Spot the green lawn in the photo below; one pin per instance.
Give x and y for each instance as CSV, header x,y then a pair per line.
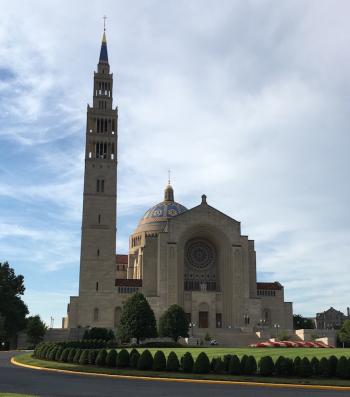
x,y
256,352
28,359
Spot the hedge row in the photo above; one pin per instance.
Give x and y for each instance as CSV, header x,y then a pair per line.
x,y
229,364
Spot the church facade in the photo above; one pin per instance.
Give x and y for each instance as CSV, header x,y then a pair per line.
x,y
196,258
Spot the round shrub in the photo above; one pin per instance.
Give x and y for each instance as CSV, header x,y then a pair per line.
x,y
64,355
305,369
202,364
111,358
342,368
159,361
266,366
187,362
234,367
52,353
172,363
218,366
134,358
58,354
243,362
77,356
333,361
71,355
123,359
92,356
145,361
315,366
250,366
325,370
101,358
84,357
296,366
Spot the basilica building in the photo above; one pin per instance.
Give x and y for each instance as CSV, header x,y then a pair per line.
x,y
194,257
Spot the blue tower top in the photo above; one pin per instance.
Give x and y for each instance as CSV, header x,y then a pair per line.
x,y
103,52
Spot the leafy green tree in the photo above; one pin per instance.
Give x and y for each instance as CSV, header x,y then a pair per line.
x,y
137,319
12,309
300,322
344,333
173,323
35,330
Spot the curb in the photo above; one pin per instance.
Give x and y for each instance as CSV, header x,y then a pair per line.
x,y
183,380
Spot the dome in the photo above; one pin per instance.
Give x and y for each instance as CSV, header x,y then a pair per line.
x,y
156,217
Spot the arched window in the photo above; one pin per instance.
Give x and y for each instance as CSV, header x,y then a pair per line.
x,y
117,314
96,314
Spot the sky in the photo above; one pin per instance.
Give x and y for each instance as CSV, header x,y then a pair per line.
x,y
245,101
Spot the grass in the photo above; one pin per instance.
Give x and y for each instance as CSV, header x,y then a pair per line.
x,y
256,352
28,359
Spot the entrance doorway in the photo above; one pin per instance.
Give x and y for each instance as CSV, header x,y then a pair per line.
x,y
203,320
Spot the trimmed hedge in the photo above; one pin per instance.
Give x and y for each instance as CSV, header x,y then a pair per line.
x,y
187,362
202,364
159,361
123,359
230,364
134,358
172,363
111,358
145,361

Your assignment | Leaving out all lines before the one containing "Spot the entrance", copy that line and the rest through the end of the listing above exactly.

Solution |
Spot the entrance doorway in the photo above; one pin per instance.
Give x and y for each instance as CSV, header x,y then a pair per line.
x,y
203,320
Spot the trimmed hedge in the photo above; one pin per instance.
Give x and y for each instance as CSV, header x,y then a pair per line.
x,y
187,362
202,364
159,361
123,359
230,364
134,358
172,363
111,358
145,361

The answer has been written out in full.